EXERCISE TASK:
Change "every instance" to "each instance" throughout the items below and repeat them with nothing else altered. Leave the pictures out.

RECORD LIST:
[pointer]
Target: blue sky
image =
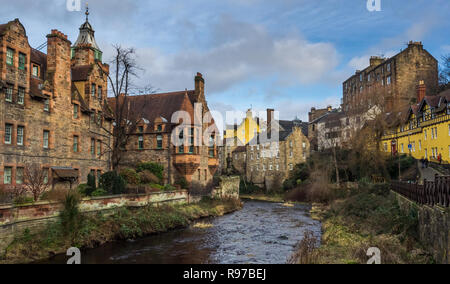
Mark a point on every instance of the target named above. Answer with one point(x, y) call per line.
point(288, 54)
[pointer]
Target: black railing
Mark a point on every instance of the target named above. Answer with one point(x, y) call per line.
point(431, 193)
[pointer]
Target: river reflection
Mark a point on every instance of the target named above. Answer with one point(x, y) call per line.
point(261, 233)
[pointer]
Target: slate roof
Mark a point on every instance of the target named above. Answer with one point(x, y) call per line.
point(81, 73)
point(164, 105)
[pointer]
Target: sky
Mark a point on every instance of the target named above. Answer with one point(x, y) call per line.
point(289, 55)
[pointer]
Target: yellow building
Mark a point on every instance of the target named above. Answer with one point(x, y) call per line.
point(423, 131)
point(244, 132)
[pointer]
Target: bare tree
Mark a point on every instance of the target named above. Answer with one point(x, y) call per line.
point(126, 115)
point(444, 73)
point(35, 180)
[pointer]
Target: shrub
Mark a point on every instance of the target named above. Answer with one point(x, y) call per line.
point(147, 177)
point(91, 182)
point(157, 186)
point(99, 192)
point(156, 169)
point(112, 183)
point(169, 187)
point(182, 182)
point(23, 200)
point(130, 176)
point(70, 216)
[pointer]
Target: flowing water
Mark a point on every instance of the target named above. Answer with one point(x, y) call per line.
point(260, 233)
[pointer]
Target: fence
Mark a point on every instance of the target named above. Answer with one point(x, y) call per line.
point(431, 193)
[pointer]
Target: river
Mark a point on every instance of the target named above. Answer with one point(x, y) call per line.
point(260, 233)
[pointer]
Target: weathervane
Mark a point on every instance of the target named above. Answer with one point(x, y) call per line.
point(87, 11)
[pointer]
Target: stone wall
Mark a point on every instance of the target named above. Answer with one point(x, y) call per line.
point(15, 219)
point(228, 188)
point(434, 227)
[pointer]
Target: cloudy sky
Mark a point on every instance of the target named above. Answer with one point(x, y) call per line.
point(287, 54)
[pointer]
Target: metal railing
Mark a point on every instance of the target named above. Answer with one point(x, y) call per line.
point(431, 193)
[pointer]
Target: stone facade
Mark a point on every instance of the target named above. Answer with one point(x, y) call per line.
point(269, 163)
point(194, 160)
point(391, 82)
point(51, 106)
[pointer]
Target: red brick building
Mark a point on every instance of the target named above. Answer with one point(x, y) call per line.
point(51, 105)
point(196, 160)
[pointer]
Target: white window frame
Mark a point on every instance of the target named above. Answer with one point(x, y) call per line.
point(20, 135)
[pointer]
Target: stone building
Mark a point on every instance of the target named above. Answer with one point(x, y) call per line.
point(196, 160)
point(390, 83)
point(269, 162)
point(237, 136)
point(51, 106)
point(315, 116)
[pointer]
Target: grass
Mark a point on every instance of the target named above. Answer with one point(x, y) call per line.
point(95, 230)
point(365, 219)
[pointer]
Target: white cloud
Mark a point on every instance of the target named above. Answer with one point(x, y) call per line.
point(238, 52)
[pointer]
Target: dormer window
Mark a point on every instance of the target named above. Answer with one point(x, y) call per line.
point(35, 71)
point(22, 61)
point(100, 92)
point(10, 56)
point(93, 90)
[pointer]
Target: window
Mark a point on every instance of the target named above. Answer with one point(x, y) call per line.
point(75, 111)
point(7, 175)
point(99, 147)
point(159, 141)
point(93, 90)
point(19, 176)
point(20, 135)
point(22, 61)
point(9, 91)
point(9, 56)
point(92, 146)
point(141, 142)
point(46, 139)
point(35, 71)
point(45, 175)
point(8, 133)
point(100, 95)
point(75, 144)
point(47, 105)
point(181, 147)
point(21, 96)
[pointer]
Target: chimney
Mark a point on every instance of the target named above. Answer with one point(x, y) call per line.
point(200, 88)
point(421, 91)
point(249, 113)
point(58, 62)
point(270, 113)
point(376, 60)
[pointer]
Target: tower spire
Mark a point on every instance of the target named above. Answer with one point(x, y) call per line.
point(87, 11)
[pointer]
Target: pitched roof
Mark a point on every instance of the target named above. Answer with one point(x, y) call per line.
point(153, 106)
point(81, 72)
point(35, 88)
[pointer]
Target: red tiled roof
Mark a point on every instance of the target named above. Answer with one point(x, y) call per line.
point(162, 105)
point(81, 73)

RESULT OF THIS TASK:
[pointer]
Target: blue sky
image =
Mark a point on each instance of the target named above. Answer with one point(x, y) call per line.
point(288, 54)
[pointer]
Target: black railing
Mark a point on each instance of the target named above. Answer with one point(x, y) call per line.
point(431, 193)
[pointer]
Target: river reflection
Mark a point on each instance of the target named above. Answer with one point(x, y) call per line.
point(261, 233)
[pointer]
Target: slate roof
Mark a point on each instance of the target named above. Answer with one point(x, y) call per line.
point(81, 73)
point(164, 105)
[pointer]
Target: sky
Mark a point on each instance of the target named above. Answer with one point(x, y) call per line.
point(289, 55)
[pointer]
Target: yellow building
Mark a point on each instance of the target named above. Answer with one point(x, y) call per line.
point(423, 131)
point(244, 132)
[pointer]
Target: bare tree
Mark a point on each instance of the target named above. Answer with one point(x, y) call per line.
point(126, 115)
point(444, 73)
point(35, 180)
[pointer]
Target: shrub
Mark a point on each instance of the target named above. Answer with one point(x, y) call per line.
point(147, 177)
point(91, 182)
point(157, 186)
point(99, 192)
point(156, 169)
point(112, 183)
point(169, 187)
point(182, 182)
point(23, 200)
point(130, 176)
point(70, 216)
[pointer]
Target: flowing water
Mark a point on each instance of the target named above. Answer with one point(x, y) call per line.
point(260, 233)
[pointer]
Target: fence
Mark a point on each instance of the target named above. Answer with one point(x, y) call per line.
point(431, 193)
[pointer]
Target: river
Mark a point on each instance of the target named above. Answer with one point(x, y) call per line.
point(260, 233)
[pointer]
Target: weathervane
Mark a point on each instance of the target named above. Answer with one point(x, y) call per line.
point(87, 11)
[pointer]
Target: stone wall
Mark a point on each instance of the target named above. Answer with one point(x, y) call per line.
point(15, 219)
point(228, 188)
point(434, 227)
[pointer]
Target: cloudy sky
Mark a point on each instance of the target named above. Answer with one point(x, y) call per line.
point(287, 54)
[pointer]
Target: metal railing
Mark a point on each instance of the target named above. Answer with one point(x, y) call per line.
point(431, 193)
[pointer]
Target: stone facade
Mark a point on each instance of the target named above. Answer with one point(x, y) call per line.
point(269, 163)
point(194, 160)
point(391, 82)
point(51, 106)
[pointer]
Target: red brick building
Mark a point on each instance of the target named above. Answer with one point(x, y) call per line.
point(51, 105)
point(196, 160)
[pointer]
Target: white window frame
Mark a point on each instance of the target named above. Answer with one point(x, y) call per line.
point(20, 135)
[pointer]
Target: stone building
Mark a point on each instance of the target named above. Answer with one point(x, y) call per line.
point(196, 160)
point(390, 83)
point(269, 162)
point(237, 136)
point(51, 106)
point(315, 116)
[pointer]
Target: grass
Mark a point on each instance of the target named above. Answer with one point(x, y) call per line.
point(95, 230)
point(365, 219)
[pointer]
Target: white cloud
Mark a point on each instance of the target named above. Answer with one point(x, y) call per line.
point(238, 52)
[pointer]
Target: dormer window
Mark a point on each instance of the target named above. Answer with one point(x, y) call per line.
point(35, 71)
point(22, 61)
point(100, 92)
point(10, 56)
point(93, 90)
[pointer]
Target: window
Mark a point on each instance of the target named above. Answer with one point(x, y) call per line.
point(75, 111)
point(7, 175)
point(99, 147)
point(159, 141)
point(93, 90)
point(19, 176)
point(20, 135)
point(22, 61)
point(9, 91)
point(9, 56)
point(92, 146)
point(141, 142)
point(46, 139)
point(35, 71)
point(45, 175)
point(8, 133)
point(100, 95)
point(75, 144)
point(47, 105)
point(181, 147)
point(21, 96)
[pointer]
Target: chimney
Mark a point on each instance of the target named above. Answer with one point(x, y) call per line.
point(200, 88)
point(421, 91)
point(249, 113)
point(58, 62)
point(270, 113)
point(376, 60)
[pointer]
Target: tower spire
Mark a point on each instance of the target named above. Answer with one point(x, y) call per line.
point(87, 11)
[pointer]
Target: pitched roof
Mark a point on each instance of the target named above. Answer with one point(x, y) call per line.
point(153, 106)
point(81, 72)
point(35, 88)
[pointer]
Target: red tiled roof
Mark a point on each instance of the target named above. Answer with one point(x, y) call per line.
point(162, 105)
point(81, 73)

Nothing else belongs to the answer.